Coordinate annotation records

* * * * *

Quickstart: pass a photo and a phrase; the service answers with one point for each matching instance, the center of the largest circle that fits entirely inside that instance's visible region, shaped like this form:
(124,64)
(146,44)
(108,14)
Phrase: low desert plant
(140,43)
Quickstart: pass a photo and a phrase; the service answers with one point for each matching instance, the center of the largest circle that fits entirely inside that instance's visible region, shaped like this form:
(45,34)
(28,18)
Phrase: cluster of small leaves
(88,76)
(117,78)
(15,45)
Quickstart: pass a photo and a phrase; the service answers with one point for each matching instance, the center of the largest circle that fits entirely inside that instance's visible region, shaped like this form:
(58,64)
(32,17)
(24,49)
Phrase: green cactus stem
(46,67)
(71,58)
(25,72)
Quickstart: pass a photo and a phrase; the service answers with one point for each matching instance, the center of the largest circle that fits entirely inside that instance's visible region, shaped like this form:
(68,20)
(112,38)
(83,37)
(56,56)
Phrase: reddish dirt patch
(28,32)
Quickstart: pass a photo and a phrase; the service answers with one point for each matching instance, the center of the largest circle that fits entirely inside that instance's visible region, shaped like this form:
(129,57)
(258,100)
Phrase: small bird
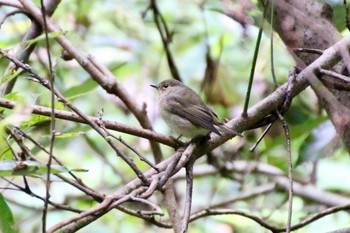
(185,113)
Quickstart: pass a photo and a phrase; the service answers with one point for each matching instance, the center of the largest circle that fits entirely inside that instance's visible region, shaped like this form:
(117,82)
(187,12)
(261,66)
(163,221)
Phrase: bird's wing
(199,115)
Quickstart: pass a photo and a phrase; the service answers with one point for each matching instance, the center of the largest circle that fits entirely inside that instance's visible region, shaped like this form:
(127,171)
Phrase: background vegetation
(211,44)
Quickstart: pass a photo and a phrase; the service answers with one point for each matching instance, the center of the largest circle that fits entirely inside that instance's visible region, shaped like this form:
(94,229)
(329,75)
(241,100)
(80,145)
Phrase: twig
(188,199)
(71,116)
(165,36)
(251,149)
(93,124)
(105,79)
(52,119)
(290,175)
(335,75)
(308,50)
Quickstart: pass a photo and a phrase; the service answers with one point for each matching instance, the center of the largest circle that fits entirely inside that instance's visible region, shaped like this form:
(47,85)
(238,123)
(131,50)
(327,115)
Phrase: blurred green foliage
(123,36)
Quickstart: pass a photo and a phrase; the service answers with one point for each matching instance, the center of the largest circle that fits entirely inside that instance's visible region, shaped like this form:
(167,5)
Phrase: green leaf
(317,142)
(6,218)
(27,168)
(34,120)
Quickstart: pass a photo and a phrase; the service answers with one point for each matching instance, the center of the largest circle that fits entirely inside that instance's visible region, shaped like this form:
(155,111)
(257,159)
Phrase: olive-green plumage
(184,111)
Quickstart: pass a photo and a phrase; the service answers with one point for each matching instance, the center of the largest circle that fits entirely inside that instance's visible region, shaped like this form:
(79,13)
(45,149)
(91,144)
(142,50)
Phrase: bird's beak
(155,86)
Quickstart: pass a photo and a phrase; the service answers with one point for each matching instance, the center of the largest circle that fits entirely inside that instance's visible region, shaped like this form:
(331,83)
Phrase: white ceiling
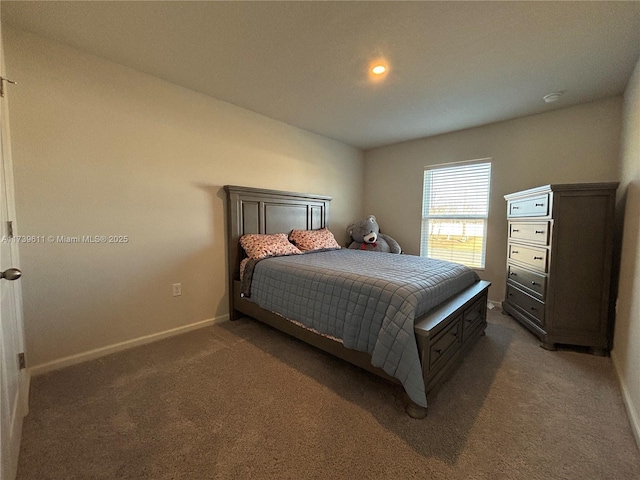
(453,65)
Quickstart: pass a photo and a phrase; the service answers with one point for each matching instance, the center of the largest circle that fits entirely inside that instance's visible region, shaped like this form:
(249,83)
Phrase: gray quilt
(367,299)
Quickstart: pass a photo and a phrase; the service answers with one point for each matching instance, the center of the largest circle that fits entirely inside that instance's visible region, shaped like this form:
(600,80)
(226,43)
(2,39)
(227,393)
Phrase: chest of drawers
(559,261)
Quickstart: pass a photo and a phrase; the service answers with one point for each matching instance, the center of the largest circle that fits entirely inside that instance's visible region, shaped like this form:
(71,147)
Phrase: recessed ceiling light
(552,97)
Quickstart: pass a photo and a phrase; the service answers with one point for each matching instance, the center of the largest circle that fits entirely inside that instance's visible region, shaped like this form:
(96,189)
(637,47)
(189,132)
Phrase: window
(455,206)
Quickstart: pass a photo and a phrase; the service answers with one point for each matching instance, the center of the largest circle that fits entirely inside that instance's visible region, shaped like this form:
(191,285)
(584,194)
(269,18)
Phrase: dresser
(559,262)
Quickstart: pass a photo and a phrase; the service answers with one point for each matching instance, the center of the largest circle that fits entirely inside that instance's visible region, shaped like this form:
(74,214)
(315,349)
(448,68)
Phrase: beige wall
(100,149)
(577,144)
(626,346)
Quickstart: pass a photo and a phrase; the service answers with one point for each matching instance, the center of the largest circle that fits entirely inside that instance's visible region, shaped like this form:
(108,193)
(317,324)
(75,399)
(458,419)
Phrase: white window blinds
(455,207)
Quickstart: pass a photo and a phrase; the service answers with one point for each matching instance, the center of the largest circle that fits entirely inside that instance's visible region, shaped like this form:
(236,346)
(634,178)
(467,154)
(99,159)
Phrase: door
(13,378)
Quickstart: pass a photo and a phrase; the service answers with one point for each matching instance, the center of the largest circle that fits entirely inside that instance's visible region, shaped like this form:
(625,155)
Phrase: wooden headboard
(256,210)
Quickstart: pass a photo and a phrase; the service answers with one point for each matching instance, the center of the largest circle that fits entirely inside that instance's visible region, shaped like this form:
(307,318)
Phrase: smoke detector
(552,97)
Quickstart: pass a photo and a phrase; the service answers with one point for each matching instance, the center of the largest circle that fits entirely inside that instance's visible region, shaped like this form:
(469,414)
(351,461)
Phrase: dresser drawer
(534,232)
(529,207)
(445,343)
(533,257)
(527,304)
(472,317)
(530,281)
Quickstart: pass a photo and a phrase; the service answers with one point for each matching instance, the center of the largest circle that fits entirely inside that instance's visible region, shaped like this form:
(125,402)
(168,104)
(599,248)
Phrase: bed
(438,336)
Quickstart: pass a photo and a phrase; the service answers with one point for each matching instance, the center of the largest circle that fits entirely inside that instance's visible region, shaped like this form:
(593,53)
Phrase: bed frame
(444,334)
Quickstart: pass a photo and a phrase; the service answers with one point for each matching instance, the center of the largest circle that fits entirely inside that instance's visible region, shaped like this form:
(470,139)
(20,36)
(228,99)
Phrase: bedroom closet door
(13,377)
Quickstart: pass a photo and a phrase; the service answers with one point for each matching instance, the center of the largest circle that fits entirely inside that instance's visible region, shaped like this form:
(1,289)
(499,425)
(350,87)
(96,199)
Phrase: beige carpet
(240,400)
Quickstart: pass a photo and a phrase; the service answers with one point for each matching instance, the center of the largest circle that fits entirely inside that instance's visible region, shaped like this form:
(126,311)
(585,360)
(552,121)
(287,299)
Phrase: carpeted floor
(241,400)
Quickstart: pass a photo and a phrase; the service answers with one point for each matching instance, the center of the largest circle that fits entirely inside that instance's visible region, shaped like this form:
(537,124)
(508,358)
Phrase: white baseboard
(109,349)
(628,402)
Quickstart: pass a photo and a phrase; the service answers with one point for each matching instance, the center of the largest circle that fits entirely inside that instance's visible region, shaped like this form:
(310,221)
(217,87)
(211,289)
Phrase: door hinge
(2,80)
(21,361)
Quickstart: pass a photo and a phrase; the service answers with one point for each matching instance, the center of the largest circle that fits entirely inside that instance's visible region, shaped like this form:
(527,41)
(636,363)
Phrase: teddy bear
(366,236)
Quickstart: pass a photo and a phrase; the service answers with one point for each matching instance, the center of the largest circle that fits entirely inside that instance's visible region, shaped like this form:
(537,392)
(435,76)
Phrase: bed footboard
(446,333)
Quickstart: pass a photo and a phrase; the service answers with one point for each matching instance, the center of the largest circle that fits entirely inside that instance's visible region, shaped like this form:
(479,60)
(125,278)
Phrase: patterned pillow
(308,240)
(260,246)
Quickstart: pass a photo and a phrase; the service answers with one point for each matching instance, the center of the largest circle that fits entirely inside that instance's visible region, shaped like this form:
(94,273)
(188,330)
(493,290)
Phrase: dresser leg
(548,346)
(600,352)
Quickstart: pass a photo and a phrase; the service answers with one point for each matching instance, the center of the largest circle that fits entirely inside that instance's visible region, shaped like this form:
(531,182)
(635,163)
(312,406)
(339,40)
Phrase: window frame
(426,217)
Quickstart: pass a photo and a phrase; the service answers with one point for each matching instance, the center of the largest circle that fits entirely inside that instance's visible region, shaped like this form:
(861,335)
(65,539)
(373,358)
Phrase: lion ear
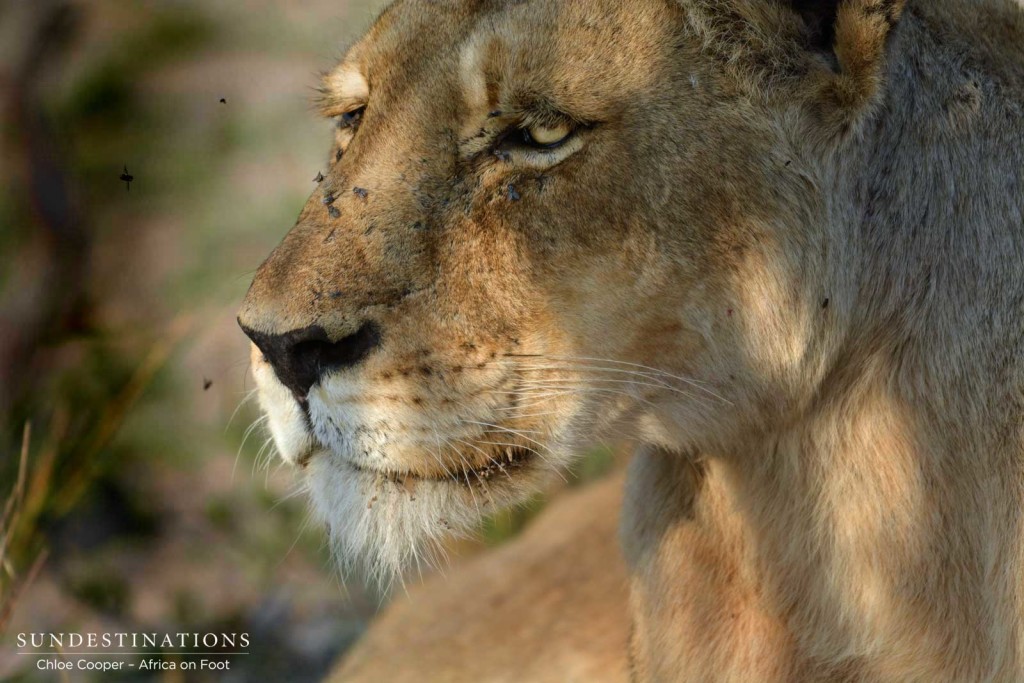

* * * * *

(Task requirements):
Count the lines in the material that contain the word "frame". Reply with the number alone.

(Response):
2